▶ _Problem to solve_
Reproduce the entries below verbatim, from the line with "For audit purposes: the shrub" to the line with "[355,152,361,162]", including both of those lines.

+ + +

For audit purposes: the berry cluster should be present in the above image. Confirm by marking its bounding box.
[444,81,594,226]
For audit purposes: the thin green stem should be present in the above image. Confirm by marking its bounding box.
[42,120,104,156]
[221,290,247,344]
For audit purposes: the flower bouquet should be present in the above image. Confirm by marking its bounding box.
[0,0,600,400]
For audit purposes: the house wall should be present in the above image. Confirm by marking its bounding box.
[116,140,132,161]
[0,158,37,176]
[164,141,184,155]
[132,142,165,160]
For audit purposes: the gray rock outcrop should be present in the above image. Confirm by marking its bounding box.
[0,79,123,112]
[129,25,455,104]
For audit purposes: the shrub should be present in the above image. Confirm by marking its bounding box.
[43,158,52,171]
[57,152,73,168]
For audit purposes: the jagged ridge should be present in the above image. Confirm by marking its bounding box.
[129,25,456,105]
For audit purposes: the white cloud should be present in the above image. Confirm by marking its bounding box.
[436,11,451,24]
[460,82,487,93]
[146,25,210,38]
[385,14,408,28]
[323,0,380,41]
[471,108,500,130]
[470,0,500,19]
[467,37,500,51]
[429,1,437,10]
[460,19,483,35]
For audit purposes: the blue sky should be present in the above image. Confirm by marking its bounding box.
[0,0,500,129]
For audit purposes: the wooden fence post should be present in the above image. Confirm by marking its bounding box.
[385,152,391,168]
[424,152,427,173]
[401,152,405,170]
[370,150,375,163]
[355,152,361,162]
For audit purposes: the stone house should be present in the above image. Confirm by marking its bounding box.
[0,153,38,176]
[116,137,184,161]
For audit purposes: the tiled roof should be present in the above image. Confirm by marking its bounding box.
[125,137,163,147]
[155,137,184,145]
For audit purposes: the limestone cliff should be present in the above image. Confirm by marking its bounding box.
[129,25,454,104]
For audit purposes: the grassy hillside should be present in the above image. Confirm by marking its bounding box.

+ + +

▶ _Result below_
For audit purposes: the shrub should be present in the above image. Confirm by marking its bounding box.
[43,158,52,171]
[57,152,73,168]
For audit purposes: the jagged ridge should be present in the above image. Confirm by marking its bounding box.
[129,25,456,105]
For audit purposes: the white cloud should be present in the above image. Confirm by marking its bounding box.
[436,11,451,24]
[460,82,487,93]
[146,25,210,38]
[385,14,408,28]
[323,0,380,41]
[471,108,500,130]
[470,0,500,19]
[467,37,500,51]
[429,1,437,10]
[460,19,483,35]
For audit purposes: the blue sky should be present in the above image. Confirm by marking its bounding box.
[0,0,500,129]
For audit purposes: the wooden fence post should be present in the above image. Confirm by marking its bounding box.
[385,152,391,168]
[424,152,427,173]
[401,152,405,170]
[370,150,375,163]
[355,152,361,162]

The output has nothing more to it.